(Source data)
--- START ---
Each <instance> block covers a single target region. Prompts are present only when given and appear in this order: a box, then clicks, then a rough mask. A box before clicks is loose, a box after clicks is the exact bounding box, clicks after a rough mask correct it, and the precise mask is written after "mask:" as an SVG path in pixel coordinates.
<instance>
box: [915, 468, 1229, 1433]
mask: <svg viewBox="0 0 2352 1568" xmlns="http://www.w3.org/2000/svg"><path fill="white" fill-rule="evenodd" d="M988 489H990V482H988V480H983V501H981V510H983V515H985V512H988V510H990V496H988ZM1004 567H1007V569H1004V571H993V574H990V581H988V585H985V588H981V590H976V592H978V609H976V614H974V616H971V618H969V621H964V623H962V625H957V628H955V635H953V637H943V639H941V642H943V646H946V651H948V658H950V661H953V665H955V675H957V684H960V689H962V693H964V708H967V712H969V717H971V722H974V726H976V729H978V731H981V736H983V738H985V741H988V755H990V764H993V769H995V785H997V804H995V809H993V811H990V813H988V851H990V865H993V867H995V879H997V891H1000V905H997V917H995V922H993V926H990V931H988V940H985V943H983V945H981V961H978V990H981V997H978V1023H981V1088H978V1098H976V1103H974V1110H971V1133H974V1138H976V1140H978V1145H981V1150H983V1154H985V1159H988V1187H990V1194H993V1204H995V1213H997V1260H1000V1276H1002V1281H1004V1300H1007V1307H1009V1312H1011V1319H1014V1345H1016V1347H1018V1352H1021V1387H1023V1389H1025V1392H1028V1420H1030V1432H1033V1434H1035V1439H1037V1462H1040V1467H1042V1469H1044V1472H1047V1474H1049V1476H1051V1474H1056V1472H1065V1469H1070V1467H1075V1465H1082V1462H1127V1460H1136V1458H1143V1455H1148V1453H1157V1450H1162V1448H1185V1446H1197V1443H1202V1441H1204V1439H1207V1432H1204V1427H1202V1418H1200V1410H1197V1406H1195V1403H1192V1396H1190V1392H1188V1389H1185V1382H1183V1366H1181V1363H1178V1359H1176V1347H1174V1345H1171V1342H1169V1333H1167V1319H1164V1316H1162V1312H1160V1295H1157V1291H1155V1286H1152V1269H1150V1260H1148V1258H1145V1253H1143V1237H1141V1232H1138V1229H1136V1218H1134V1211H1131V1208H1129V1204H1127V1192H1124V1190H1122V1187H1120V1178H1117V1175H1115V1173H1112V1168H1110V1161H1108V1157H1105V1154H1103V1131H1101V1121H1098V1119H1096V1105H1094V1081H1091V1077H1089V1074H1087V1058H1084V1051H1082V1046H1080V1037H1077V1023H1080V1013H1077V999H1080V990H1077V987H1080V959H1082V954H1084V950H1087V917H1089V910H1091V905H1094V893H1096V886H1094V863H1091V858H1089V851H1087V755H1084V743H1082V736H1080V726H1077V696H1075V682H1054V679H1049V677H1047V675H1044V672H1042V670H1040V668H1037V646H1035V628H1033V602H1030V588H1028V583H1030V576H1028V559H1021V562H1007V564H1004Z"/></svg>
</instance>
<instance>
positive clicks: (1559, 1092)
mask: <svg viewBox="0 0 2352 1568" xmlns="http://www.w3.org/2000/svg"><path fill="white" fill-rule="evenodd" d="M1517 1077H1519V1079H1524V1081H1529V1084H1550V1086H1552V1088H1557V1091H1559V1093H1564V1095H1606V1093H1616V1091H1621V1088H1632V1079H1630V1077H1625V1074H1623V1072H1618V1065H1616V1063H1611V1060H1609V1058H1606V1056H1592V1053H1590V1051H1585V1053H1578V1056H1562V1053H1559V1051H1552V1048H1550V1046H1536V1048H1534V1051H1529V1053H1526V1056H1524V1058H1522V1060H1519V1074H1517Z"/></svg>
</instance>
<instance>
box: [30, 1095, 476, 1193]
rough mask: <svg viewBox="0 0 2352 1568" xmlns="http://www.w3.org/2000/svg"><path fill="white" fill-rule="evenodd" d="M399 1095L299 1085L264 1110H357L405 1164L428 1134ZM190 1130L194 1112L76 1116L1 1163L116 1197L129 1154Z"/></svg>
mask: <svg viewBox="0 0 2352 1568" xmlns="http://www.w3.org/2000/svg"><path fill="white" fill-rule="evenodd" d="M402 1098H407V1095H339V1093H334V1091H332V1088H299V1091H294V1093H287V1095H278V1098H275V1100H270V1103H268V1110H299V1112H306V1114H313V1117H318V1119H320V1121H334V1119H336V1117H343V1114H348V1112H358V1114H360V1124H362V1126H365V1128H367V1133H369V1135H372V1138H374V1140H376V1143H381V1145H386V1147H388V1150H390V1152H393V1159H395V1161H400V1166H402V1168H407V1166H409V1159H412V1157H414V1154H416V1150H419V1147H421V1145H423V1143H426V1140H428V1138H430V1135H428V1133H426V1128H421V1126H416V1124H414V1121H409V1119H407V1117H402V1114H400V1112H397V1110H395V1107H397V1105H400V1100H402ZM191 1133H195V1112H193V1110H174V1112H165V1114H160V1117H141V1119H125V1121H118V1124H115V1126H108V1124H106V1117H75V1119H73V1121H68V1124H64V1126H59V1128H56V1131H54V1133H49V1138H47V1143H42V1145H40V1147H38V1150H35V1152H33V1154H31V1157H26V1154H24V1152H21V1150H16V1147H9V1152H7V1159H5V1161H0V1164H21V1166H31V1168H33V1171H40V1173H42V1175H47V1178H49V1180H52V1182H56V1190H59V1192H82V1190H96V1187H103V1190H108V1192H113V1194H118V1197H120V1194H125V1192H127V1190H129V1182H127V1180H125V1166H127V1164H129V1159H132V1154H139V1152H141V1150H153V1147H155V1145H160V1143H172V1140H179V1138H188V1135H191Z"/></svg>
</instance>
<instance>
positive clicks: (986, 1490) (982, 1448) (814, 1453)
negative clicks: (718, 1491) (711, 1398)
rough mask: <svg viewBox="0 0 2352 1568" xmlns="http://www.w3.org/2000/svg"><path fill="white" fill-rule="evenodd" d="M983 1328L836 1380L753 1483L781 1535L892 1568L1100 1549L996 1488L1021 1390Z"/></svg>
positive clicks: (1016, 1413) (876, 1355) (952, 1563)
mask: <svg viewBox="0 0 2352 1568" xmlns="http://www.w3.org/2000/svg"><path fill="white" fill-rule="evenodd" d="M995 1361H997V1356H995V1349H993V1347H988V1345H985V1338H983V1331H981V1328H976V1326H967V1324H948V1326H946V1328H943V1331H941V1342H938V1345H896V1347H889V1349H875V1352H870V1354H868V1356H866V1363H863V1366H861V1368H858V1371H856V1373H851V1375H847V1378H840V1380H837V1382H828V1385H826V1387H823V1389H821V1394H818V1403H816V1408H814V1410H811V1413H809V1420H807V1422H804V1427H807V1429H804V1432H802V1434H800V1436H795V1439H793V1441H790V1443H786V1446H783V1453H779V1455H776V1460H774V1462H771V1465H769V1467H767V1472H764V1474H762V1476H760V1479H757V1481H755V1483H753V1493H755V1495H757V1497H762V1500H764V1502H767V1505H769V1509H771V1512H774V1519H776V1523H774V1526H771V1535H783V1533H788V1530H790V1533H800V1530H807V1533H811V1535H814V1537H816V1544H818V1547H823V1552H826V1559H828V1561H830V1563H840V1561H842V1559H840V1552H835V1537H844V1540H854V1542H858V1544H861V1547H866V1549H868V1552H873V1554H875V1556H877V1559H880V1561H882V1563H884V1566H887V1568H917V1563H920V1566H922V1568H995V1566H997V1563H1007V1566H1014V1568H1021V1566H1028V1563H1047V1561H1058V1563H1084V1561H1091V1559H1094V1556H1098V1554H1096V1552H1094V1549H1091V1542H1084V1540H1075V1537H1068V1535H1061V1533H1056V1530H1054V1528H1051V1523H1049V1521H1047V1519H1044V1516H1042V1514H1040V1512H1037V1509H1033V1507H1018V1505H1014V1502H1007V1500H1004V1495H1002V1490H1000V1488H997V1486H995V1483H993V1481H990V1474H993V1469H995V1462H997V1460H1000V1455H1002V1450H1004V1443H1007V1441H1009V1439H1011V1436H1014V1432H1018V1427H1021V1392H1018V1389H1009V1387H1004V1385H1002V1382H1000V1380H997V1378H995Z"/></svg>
--- END ---
*Exercise directions*: Return word for word the lines above from the line with "positive clicks: (1559, 1092)" to the line with "box: [30, 1095, 476, 1193]", including both and leaving out all others.

*Exercise solution*:
positive clicks: (1559, 1092)
mask: <svg viewBox="0 0 2352 1568" xmlns="http://www.w3.org/2000/svg"><path fill="white" fill-rule="evenodd" d="M1517 1077H1519V1079H1524V1081H1529V1084H1550V1086H1552V1088H1557V1091H1559V1093H1564V1095H1606V1093H1616V1091H1621V1088H1632V1079H1630V1077H1625V1074H1623V1072H1618V1065H1616V1063H1611V1060H1609V1058H1606V1056H1592V1053H1590V1051H1585V1053H1578V1056H1562V1053H1559V1051H1552V1048H1550V1046H1536V1048H1534V1051H1529V1053H1526V1056H1524V1058H1522V1060H1519V1074H1517Z"/></svg>
</instance>
<instance>
box: [30, 1095, 476, 1193]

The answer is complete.